• **Exercício proposto A**:
Responda às perguntas abaixo com base no texto sobre o incêndio do Museu Nacional.
(i) Em que ano foi criada a Casa de História Natural?
(ii) De que país vieram os naturalistas J. B. Spix e C. F. Von Martius?
(iii) Onde foi encontrado o crânio de "Luzia"?
• **Exercício proposto B**:
Escreva a continuação do texto sobre o incêndio do Museu Nacional, começando logo após a última frase apresentada.

A TRAGÉDIA DA CULTURA –
A cultura é a matéria-prima da identidade nacional. Todavia, há de se enfatizar uma triste verdade: os dirigentes brasileiros desprezam o que nos caracteriza, identifica-nos, tudo aquilo que nos torna respeitáveis como povo.
As tragédias do Rio de Janeiro são acrescidas pelo fogo, destruição do Museu Nacional. Com ele, bens culturais inestimáveis, reunidos em mais de dois séculos, inclusive vindos de outras civilizações, desapareceram.
Literalmente, da noite para o dia, tornaram-se cinzas as preciosidades históricas alojadas no palacete da Quinta da Boa Vista, doado por um comerciante para abrigar a família do Príncipe Regente. Tornado Rei do Reino Unido (Portugal, Brasil e Algarves), Dom João VI instituiu o que chamou de Museu Real. Fez reunir acervos valiosos entre os quais o da Casa de História Natural, conhecida como Casa dos Pássaros, criada em 1774.
Com a presença da princesa Leopoldina, vieram da Áustria os sábios naturalistas J. B. Spix e C. F. Von Martius que trabalharam dando suporte científico. Posteriormente, foram secundados pelo francês Saint-Hilaire.
Entre 1808 e 1821, o palacete serviu de moradia aos três reis do Brasil. A princesa Isabel brincou em seus corredores. Lá, Dom Pedro I assinou a Declaração de Independência do Brasil.
Foram consumidas pela chama a coleção da indumentária festiva dos indígenas brasileiros, os doze mil anos do crânio de “Luzia”, encontrado na Lagoa Santa, a mais antiga prova da presença humana nas Américas, o esqueleto completo do primeiro dinossauro, reconstituído, múmias egípcias que eram protegidas por pirâmides.
Tornou-se cinza a mais antiga instituição científica do Brasil. É a maior tragédia cultural da nossa História. Tudo foi decorrendo do desprezo pela cultura. Não houve recursos para adaptar o prédio aos tempos da eletricidade, as paredes estavam carcomidas e a fiação elétrica aparente. A Universidade Federal do Rio de Janeiro – UFRJ não teve verbas para manter e muito menos para restaurar o desgaste temporal. Nada foi feito para prevenir a previsível destruição. Verdade que no BNDES havia sido previsto o aporte de 21 milhões de reais para ser usado na recuperação do Museu.

(Linhas de um conjunto de dados de apontamento)

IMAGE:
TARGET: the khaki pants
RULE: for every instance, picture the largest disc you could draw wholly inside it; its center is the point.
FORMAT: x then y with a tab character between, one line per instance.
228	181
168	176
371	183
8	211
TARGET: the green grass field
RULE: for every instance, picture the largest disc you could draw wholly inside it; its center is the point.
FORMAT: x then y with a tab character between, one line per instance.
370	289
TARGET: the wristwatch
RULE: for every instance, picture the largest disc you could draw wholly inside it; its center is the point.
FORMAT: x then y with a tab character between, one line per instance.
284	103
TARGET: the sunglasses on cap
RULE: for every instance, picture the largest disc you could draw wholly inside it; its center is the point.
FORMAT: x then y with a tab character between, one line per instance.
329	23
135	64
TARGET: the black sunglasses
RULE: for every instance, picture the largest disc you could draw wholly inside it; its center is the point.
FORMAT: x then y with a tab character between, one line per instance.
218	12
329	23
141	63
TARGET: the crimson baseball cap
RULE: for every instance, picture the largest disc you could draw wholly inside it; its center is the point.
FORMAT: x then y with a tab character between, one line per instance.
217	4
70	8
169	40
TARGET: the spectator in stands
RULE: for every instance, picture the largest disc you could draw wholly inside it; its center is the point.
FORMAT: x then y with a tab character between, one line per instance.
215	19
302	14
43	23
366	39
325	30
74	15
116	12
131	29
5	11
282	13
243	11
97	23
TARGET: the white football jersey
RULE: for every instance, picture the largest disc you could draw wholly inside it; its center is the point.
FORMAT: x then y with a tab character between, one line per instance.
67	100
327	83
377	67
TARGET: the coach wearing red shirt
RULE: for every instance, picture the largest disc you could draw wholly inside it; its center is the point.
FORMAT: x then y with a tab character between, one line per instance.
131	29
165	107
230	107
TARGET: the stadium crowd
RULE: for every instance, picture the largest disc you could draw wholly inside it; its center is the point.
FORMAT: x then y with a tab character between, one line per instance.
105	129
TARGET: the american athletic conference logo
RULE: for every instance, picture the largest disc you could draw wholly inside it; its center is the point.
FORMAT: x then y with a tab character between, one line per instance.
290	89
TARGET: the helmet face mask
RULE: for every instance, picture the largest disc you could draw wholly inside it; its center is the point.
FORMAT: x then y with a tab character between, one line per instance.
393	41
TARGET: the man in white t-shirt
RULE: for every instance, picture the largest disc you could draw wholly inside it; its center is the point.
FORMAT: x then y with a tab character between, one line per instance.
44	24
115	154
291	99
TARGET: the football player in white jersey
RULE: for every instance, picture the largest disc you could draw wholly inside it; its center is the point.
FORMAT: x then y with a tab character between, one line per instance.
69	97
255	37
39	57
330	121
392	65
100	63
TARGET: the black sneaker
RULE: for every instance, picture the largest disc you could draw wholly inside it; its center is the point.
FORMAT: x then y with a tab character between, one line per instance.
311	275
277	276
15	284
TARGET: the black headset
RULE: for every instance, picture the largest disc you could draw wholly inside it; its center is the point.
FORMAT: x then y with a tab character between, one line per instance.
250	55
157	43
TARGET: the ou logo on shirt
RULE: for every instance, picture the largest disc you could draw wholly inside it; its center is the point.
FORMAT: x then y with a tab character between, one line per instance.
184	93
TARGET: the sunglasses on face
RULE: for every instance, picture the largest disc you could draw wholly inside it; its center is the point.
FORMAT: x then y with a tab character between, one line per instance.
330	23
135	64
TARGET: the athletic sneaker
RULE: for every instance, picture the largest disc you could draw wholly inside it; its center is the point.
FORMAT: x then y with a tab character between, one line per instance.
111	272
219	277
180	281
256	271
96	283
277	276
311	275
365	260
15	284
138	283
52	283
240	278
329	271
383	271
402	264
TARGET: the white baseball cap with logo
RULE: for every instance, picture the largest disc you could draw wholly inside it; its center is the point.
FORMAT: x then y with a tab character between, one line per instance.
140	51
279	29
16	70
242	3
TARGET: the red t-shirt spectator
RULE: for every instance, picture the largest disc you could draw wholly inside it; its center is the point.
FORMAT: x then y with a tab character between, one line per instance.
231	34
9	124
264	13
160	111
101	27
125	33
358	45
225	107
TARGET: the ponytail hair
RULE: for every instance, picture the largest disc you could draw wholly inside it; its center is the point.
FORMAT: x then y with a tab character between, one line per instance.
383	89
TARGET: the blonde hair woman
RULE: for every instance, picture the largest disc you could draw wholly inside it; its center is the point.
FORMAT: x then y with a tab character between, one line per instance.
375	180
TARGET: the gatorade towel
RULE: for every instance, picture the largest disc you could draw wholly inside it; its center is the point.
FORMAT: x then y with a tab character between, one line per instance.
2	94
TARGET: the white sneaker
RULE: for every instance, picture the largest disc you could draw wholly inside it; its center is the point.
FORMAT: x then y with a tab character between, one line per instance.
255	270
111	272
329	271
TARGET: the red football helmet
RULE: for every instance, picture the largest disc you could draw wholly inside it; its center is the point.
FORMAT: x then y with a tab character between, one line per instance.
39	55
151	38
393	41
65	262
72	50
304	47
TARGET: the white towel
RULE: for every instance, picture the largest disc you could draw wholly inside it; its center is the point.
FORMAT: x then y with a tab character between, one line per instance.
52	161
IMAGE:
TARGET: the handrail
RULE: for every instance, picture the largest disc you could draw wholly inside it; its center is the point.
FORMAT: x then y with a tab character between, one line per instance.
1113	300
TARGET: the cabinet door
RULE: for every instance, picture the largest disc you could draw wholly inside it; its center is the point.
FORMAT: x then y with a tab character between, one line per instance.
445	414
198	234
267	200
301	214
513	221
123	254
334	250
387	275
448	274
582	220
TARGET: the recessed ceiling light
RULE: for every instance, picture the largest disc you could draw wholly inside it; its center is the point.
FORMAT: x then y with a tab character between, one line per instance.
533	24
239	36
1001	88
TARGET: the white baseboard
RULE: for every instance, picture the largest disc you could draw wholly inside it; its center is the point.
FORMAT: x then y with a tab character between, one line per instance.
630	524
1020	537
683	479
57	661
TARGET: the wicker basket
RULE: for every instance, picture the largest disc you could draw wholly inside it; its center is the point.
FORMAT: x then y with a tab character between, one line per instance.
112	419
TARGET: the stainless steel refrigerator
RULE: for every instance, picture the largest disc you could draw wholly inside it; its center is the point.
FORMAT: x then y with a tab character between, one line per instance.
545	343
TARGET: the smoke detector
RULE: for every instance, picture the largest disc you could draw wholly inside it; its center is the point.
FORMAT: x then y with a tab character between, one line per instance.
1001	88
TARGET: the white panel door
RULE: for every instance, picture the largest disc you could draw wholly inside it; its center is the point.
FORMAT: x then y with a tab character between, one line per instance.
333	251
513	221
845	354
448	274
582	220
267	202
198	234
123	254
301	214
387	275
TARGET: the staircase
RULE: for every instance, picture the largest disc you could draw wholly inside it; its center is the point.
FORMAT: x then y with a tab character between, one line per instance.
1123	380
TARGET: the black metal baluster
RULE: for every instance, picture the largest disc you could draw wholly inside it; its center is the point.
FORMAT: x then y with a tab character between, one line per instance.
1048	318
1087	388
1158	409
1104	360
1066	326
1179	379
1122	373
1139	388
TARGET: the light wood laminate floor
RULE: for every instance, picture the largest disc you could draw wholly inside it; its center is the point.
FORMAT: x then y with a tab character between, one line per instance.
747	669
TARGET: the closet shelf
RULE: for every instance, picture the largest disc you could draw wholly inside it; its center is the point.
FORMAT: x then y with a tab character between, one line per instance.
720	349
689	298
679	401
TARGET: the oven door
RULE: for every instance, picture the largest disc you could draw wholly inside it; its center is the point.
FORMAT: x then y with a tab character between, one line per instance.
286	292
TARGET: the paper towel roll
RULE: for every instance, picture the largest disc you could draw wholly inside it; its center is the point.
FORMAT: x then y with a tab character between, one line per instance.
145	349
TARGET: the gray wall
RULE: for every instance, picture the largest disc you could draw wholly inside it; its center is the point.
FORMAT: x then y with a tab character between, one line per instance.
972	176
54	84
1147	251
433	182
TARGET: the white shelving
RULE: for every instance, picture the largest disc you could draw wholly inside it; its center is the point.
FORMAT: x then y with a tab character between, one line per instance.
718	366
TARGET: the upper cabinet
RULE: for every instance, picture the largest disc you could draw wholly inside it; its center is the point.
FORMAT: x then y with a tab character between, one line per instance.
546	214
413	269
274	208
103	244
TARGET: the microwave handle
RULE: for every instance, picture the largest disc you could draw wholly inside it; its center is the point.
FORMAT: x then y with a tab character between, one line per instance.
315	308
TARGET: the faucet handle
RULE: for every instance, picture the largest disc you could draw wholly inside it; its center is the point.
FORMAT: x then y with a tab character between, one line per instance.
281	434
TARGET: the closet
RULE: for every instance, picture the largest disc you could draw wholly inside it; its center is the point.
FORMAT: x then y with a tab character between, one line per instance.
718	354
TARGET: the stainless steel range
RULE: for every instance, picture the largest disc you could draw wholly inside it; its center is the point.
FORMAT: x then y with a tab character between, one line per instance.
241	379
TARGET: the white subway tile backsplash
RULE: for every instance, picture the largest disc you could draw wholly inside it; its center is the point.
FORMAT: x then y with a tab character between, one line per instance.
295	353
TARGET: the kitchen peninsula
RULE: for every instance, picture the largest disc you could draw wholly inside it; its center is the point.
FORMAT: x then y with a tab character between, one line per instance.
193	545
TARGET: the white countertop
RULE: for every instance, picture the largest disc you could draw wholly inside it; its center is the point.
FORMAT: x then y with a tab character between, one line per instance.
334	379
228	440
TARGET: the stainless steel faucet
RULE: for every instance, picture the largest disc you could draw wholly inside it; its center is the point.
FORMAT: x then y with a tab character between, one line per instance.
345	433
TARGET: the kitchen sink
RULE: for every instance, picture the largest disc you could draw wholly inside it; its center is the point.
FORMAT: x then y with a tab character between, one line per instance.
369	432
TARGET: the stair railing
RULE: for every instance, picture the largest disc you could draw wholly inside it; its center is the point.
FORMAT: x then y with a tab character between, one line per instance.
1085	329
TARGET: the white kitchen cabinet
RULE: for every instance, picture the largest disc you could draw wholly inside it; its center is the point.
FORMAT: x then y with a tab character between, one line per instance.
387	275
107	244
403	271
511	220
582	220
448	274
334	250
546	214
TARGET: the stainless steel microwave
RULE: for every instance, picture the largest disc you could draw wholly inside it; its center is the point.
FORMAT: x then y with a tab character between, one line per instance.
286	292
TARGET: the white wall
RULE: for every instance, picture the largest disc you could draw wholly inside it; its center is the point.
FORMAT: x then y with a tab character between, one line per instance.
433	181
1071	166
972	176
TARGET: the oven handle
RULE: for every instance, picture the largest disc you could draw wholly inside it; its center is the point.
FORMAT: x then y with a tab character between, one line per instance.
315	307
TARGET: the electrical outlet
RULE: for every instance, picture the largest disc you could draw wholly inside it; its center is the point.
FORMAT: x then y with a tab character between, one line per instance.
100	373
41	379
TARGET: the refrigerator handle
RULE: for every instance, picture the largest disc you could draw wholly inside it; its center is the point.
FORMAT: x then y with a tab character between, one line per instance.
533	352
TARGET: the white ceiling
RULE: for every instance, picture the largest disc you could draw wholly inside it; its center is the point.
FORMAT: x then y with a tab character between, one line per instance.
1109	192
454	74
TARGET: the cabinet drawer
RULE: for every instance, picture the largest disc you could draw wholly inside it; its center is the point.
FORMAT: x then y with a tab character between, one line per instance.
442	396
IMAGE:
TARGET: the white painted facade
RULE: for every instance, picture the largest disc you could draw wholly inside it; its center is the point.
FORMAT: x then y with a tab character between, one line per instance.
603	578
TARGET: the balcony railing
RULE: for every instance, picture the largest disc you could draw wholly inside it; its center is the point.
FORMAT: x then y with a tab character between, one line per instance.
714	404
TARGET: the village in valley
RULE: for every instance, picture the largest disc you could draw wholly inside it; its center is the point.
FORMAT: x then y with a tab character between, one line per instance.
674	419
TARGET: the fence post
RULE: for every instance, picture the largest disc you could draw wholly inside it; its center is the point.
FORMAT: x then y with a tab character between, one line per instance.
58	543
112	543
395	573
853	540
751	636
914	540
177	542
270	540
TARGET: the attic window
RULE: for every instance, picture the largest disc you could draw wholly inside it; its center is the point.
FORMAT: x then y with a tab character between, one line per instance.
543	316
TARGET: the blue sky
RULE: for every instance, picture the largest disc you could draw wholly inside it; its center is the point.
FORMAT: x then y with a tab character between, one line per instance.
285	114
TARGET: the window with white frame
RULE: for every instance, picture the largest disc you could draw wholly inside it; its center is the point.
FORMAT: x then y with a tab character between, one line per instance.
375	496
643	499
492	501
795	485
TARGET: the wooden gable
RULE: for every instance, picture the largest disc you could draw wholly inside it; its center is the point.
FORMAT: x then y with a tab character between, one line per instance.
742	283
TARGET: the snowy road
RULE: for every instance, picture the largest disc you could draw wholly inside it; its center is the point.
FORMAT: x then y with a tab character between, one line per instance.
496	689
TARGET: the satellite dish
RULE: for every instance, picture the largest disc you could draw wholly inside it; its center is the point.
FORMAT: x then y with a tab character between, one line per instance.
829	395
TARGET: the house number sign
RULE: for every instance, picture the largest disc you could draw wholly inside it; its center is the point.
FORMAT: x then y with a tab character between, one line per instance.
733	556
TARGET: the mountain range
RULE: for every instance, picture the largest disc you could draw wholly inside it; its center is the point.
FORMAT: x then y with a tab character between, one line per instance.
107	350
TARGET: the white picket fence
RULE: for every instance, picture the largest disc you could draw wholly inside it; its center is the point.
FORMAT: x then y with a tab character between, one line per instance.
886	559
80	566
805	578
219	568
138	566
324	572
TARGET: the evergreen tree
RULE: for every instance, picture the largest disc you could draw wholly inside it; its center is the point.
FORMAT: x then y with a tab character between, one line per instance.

• **Resposta A**:
(i) Em 1774.
(ii) Da Áustria.
(iii) Na Lagoa Santa.

• **Resposta B**:
O que sobrou da catástrofe? Além dos estudos e pesquisas realizados por especialistas universitários e a memória dos visitantes, sobraram a fachada do prédio, alguns itens dos 20 milhões do acervo, e o meteorito Bendegó que pesa 5,36 toneladas e tem 4.6 bilhões de anos. O fogo respeitou a pedra.
Não é novidade um incêndio destruidor de obras históricas, cientificas e artísticas no Brasil. Entre elas, as de autoria de Matisse, Picasso e Salvador Dali, que se perderam no Museu de Arte Moderna no Rio de Janeiro, as centenárias cobras tropicais do Butantã, o Museu paulista da Língua Portuguesa que mostrava ao País a obra de Câmara Cascudo.
Todo mundo sabe que não adianta chorar o leite derramado, menos o ministro que anunciou a imediata restauração. Não há mais como restaurar a memória do patrimônio histórico, antropológico, etnográfico, paleontológica. Não adianta culpar os hidrantes sem água, porque a falta de logística, infelizmente, é um predicado brasileiro.
A tragédia da cultura só terminará quando o Brasil tiver dirigentes responsáveis.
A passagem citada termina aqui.